_GIVEN REQUEST_.
Answer these from the text on the Savage X Fenty Show:
(a) On which service did all four television specials premiere?
(b) Which award did the special win in 2022, and for whose work?
(c) Where was the first special filmed on September 10, 2019?

_DOCUMENT SEGMENT_.
Savage X Fenty Show is an American television special about the annual fashion show for Rihanna's lingerie brand Savage X Fenty, also featuring music performances. The first, non-televised event took place in Brooklyn during New York Fashion Week. The first television special premiered on September 20, 2019, Vol. 2 premiered on October 2, 2020, Vol. 3 premiered on September 24, 2021, and Vol. 4 premiered on November 9, 2022, all on Amazon Prime Video. Rihanna is the executive producer and creative director of Savage X Fenty Show.

Throughout the years, the television special has won three Webby Awards, and received nominations from the Set Decorators Society of America Awards and the Art Directors Guild Awards. In 2022, it won the Primetime Emmy Award for Outstanding Choreography for Variety or Reality Programming for Parris Goebel's work on Vol. 3.

History
In 2018, Rihanna launched a new lingerie line called Savage X Fenty. On September 12, 2018, the first Savage X Fenty Show took place at New York Fashion Week. Models included Bella Hadid, Gigi Hadid, Indira Scott, and Slick Woods. Harper's Bazaar called it "a celebration of racial diversity and body inclusivity." Savage x Fenty is a company that celebrates all body shapes and encourages confidence through women and men lingerie.

On September 10, 2019, the first special was filmed at Barclays Center in Brooklyn for New York Fashion Week, with a group of dancers choreographed by Parris Goebel. It featured Rihanna, along with supermodels Gigi Hadid, Bella Hadid, Cara Delevingne, and Joan Smalls, appearances by 21 Savage, Normani, Christian Combs, and Paloma Elsesser, and performances by Halsey, Migos, Big Sean, DJ Khaled, Fat Joe, Fabolous, Tierra Whack, and A$AP Ferg.

_STORED DATA_.
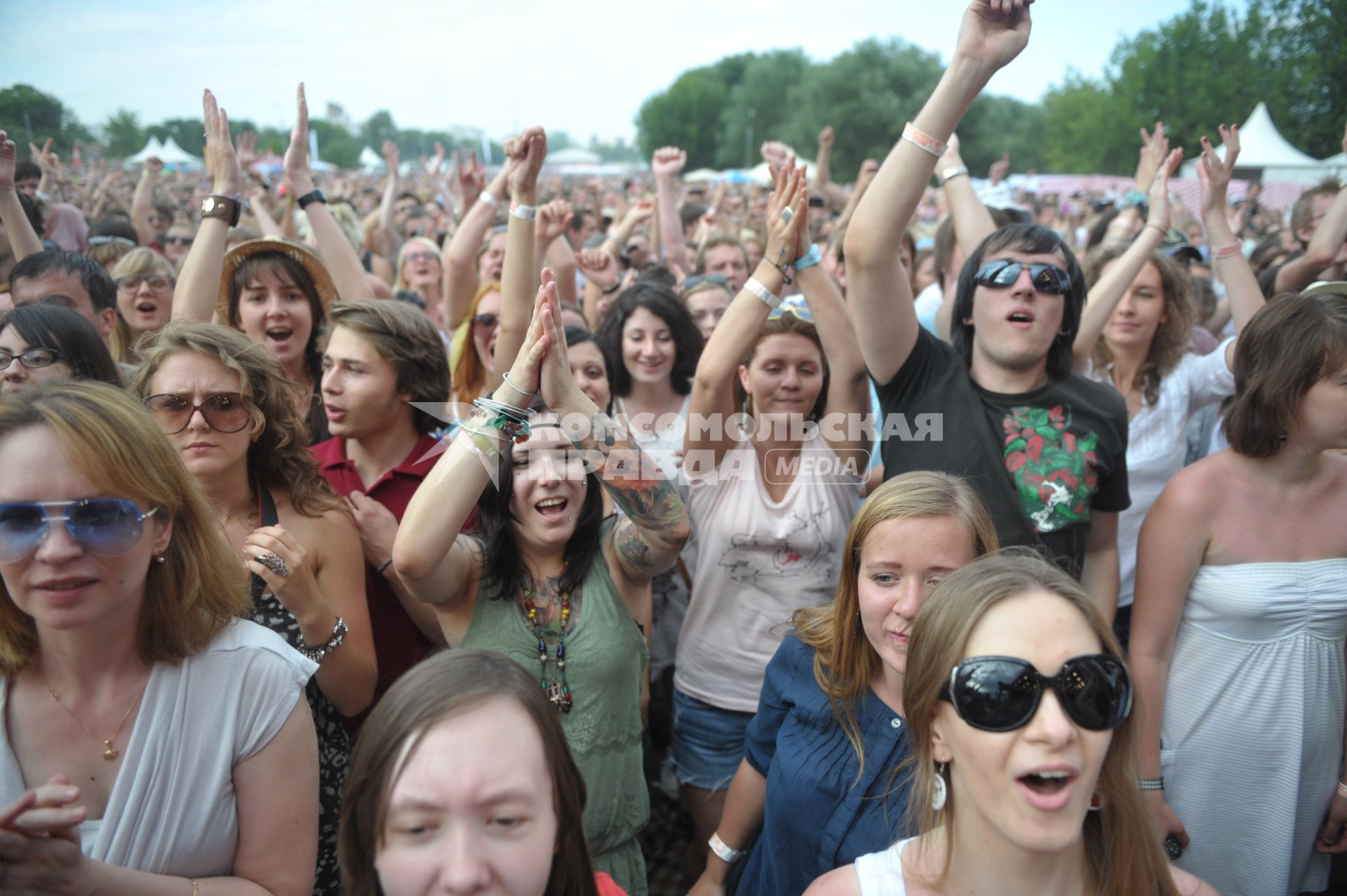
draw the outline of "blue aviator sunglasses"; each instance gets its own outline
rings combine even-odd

_RESULT OF THE TASK_.
(a) Amazon Prime Video.
(b) The Primetime Emmy Award for Outstanding Choreography for Variety or Reality Programming, for Parris Goebel's work on Vol. 3.
(c) At Barclays Center in Brooklyn.